▶ _Information given_:
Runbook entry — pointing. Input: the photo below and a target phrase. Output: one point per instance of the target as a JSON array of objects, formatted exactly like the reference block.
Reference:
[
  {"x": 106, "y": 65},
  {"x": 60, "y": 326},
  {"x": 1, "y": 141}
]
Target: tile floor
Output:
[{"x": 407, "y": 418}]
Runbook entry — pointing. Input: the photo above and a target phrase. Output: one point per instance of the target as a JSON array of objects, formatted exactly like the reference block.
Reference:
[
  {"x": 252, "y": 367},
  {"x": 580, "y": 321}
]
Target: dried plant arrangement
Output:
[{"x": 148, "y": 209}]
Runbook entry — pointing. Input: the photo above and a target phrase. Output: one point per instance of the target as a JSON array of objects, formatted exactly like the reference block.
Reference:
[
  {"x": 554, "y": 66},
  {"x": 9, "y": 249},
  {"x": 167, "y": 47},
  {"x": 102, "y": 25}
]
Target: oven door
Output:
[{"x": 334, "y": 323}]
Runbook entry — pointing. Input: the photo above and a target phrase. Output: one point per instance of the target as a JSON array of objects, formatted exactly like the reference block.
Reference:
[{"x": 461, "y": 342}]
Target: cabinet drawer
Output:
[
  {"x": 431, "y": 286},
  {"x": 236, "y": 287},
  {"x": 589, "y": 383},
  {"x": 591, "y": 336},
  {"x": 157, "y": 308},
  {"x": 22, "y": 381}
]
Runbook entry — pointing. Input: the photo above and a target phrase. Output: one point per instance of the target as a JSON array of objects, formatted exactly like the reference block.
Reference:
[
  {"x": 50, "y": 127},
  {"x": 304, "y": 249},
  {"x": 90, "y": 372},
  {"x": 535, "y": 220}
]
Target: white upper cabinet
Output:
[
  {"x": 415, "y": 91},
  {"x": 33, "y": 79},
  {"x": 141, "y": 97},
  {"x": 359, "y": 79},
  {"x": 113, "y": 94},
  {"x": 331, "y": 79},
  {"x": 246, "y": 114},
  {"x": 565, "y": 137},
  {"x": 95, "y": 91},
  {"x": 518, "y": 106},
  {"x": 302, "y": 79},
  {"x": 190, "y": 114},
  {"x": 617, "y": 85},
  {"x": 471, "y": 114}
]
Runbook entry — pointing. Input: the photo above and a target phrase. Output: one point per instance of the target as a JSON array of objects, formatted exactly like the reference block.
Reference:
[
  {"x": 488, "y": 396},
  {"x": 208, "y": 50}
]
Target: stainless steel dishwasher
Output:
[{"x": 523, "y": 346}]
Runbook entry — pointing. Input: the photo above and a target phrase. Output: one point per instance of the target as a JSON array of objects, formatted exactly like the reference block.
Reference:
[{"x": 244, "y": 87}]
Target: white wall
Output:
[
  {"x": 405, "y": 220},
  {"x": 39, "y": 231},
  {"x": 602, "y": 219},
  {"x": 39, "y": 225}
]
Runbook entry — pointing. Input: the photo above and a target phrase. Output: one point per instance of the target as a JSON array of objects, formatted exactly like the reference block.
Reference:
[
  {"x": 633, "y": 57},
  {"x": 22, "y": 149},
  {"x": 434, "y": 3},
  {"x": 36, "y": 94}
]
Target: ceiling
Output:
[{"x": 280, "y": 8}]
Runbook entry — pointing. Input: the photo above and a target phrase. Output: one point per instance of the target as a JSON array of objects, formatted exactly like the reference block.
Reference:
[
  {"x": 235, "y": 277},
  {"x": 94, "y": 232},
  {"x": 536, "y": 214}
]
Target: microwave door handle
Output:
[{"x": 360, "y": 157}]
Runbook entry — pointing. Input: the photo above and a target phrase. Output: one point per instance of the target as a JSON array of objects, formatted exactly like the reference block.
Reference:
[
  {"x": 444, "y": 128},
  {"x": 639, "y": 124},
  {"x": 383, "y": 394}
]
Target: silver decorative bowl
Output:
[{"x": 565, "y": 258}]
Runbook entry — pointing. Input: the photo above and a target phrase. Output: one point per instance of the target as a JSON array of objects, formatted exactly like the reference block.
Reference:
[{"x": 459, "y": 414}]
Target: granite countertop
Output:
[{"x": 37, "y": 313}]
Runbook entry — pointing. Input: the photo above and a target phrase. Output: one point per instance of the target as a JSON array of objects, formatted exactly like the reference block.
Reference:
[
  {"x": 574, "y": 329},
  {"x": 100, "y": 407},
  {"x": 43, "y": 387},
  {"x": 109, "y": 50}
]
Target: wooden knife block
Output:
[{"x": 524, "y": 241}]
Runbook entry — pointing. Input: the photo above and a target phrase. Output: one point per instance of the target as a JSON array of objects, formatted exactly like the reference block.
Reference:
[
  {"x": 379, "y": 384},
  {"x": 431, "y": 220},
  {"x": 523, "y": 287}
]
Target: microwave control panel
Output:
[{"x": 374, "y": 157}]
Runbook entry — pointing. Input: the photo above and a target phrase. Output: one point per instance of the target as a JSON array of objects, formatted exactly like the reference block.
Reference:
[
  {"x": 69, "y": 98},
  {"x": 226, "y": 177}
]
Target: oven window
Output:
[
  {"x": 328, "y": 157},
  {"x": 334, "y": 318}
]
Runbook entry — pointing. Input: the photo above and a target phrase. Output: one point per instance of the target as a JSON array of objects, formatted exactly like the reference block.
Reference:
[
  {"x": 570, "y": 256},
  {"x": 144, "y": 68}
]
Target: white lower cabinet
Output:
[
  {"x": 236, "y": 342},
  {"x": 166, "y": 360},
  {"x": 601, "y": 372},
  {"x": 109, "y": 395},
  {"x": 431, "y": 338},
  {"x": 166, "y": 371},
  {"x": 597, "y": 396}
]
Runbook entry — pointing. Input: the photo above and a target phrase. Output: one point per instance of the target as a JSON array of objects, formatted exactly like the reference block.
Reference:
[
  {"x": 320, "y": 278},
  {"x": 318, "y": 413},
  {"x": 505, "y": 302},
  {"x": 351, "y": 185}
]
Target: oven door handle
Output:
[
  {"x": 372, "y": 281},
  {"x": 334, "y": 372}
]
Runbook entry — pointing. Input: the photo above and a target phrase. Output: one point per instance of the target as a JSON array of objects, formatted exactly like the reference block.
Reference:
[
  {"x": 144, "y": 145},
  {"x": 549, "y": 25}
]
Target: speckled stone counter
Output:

▶ _Problem to work on_:
Copy every line exactly. Leave nothing out.

▶ _Exercise solution_:
Runbook entry — pointing. Input: the photo below and a target phrase. Output: one point per instance of the target as a JSON array of objects, formatted exactly like the reference block.
Reference:
[
  {"x": 106, "y": 65},
  {"x": 60, "y": 326},
  {"x": 1, "y": 141}
]
Target: tile floor
Output:
[{"x": 407, "y": 418}]
Runbook entry — pointing. Input: the photo above and a target phrase. Output: one point per instance of the target as a JSON array of objects, formatted exactly like the reference block.
Reference:
[
  {"x": 252, "y": 367},
  {"x": 580, "y": 321}
]
Target: dried plant arrangement
Output:
[{"x": 148, "y": 209}]
Runbook entry — pointing. Input: the photo above and a target phrase. Output: one point per instance of the target as a JSON array of objects, formatted exactly like the reference block.
Reference:
[
  {"x": 554, "y": 66},
  {"x": 9, "y": 249},
  {"x": 167, "y": 47},
  {"x": 102, "y": 25}
]
Target: oven door
Output:
[{"x": 334, "y": 323}]
Runbook entry — pointing. Input: the photo above and a target phrase. Output: one point per instance of the target as a JSON array of objects, formatted exactly like the reference block.
Reference:
[{"x": 461, "y": 342}]
Target: cabinet drawer
Output:
[
  {"x": 431, "y": 286},
  {"x": 236, "y": 287},
  {"x": 589, "y": 383},
  {"x": 591, "y": 336},
  {"x": 157, "y": 308},
  {"x": 22, "y": 381}
]
Runbook entry — pointing. Input: the photo above and a target phrase. Output: one point per instance of the target as a JSON array of objects, formatted exactly like the reference block.
Reference:
[
  {"x": 50, "y": 127},
  {"x": 304, "y": 249},
  {"x": 90, "y": 372},
  {"x": 535, "y": 220}
]
Target: white upper cabinet
Output:
[
  {"x": 415, "y": 91},
  {"x": 33, "y": 79},
  {"x": 141, "y": 97},
  {"x": 359, "y": 79},
  {"x": 113, "y": 94},
  {"x": 331, "y": 79},
  {"x": 246, "y": 114},
  {"x": 565, "y": 137},
  {"x": 95, "y": 91},
  {"x": 518, "y": 106},
  {"x": 302, "y": 79},
  {"x": 190, "y": 114},
  {"x": 617, "y": 85},
  {"x": 471, "y": 114}
]
Runbook entry — pointing. Input: the photo above and a target phrase. Output: one point per instance of the target as a JSON array of objects, formatted exactly like the reference block.
Reference:
[
  {"x": 488, "y": 396},
  {"x": 208, "y": 50}
]
Target: stainless steel dishwasher
Output:
[{"x": 523, "y": 346}]
Runbook entry — pointing. Input: the photo above and a target phrase. Output: one point per instance of the target as a JSON array of objects, formatted exactly like the reference block.
Reference:
[{"x": 244, "y": 87}]
Target: white wall
Output:
[
  {"x": 405, "y": 220},
  {"x": 39, "y": 231},
  {"x": 602, "y": 219},
  {"x": 39, "y": 225}
]
Runbook entry — pointing. Input: the photo above and a target phrase. Output: one point per instance of the target as a JSON array of objects, formatted exactly like the reference block.
Reference:
[
  {"x": 633, "y": 57},
  {"x": 22, "y": 149},
  {"x": 434, "y": 3},
  {"x": 36, "y": 94}
]
Target: ceiling
Output:
[{"x": 280, "y": 8}]
Runbook entry — pointing. Input: the photo above and a target phrase. Output: one point per instance of the target as a JSON array of objects, formatted exactly like the reference block.
Reference:
[
  {"x": 235, "y": 277},
  {"x": 94, "y": 232},
  {"x": 536, "y": 214}
]
Target: microwave door handle
Output:
[{"x": 360, "y": 157}]
Runbook entry — pointing. Input: the photo above and a target phrase. Output: one point per instance of the target as a JSON array of objects, formatted exactly like the reference block.
Reference:
[
  {"x": 444, "y": 128},
  {"x": 639, "y": 124},
  {"x": 383, "y": 394}
]
Target: silver decorative bowl
Output:
[{"x": 565, "y": 258}]
Runbook entry — pointing. Input: the photo above and a target phrase. Output: one point per instance of the target as a JSON array of objects, formatted exactly like the reference block.
Reference:
[{"x": 459, "y": 414}]
Target: granite countertop
Output:
[{"x": 37, "y": 313}]
Runbook entry — pointing. Input: the photo above and a target phrase. Output: one point per instance of the target as a JSON array of objects, formatted exactly like the reference block.
Reference:
[
  {"x": 574, "y": 329},
  {"x": 100, "y": 407},
  {"x": 43, "y": 387},
  {"x": 109, "y": 50}
]
Target: wooden knife block
Output:
[{"x": 524, "y": 241}]
Runbook entry — pointing. Input: the photo above and a target phrase. Output: one point per instance of the target as a JSON array of objects, formatted exactly like the reference block.
Reference:
[
  {"x": 379, "y": 384},
  {"x": 431, "y": 220},
  {"x": 523, "y": 287}
]
Target: microwave control panel
Output:
[{"x": 374, "y": 157}]
Runbook entry — pointing. Input: the photo above and a target phrase. Output: one point per instance of the target as a JSON array of objects, formatted exactly like the reference block.
Reference:
[
  {"x": 69, "y": 98},
  {"x": 226, "y": 177}
]
Target: oven window
Output:
[
  {"x": 328, "y": 157},
  {"x": 334, "y": 318}
]
Runbook entry — pointing. Input: the photo above and a target phrase. Output: one point per instance of the target as a JSON array of objects, formatted exactly like the reference block.
Reference:
[
  {"x": 570, "y": 256},
  {"x": 144, "y": 68}
]
Target: white lower cabinet
Output:
[
  {"x": 236, "y": 342},
  {"x": 166, "y": 360},
  {"x": 601, "y": 372},
  {"x": 109, "y": 395},
  {"x": 431, "y": 338},
  {"x": 166, "y": 371},
  {"x": 597, "y": 396}
]
Runbook entry — pointing. Input: the photo above and a target phrase. Output: one point per instance of the target as a JSON array of objects, formatted exactly like the reference block.
Reference:
[
  {"x": 320, "y": 278},
  {"x": 318, "y": 413},
  {"x": 505, "y": 302},
  {"x": 351, "y": 185}
]
Target: oven door handle
Output:
[
  {"x": 372, "y": 281},
  {"x": 334, "y": 372}
]
Runbook entry — pointing. Input: the photo above and a target phrase. Output: one point per instance of the target as a JSON array of objects, formatted exactly like the reference block.
Reference:
[
  {"x": 144, "y": 145},
  {"x": 549, "y": 25}
]
Target: speckled stone counter
Output:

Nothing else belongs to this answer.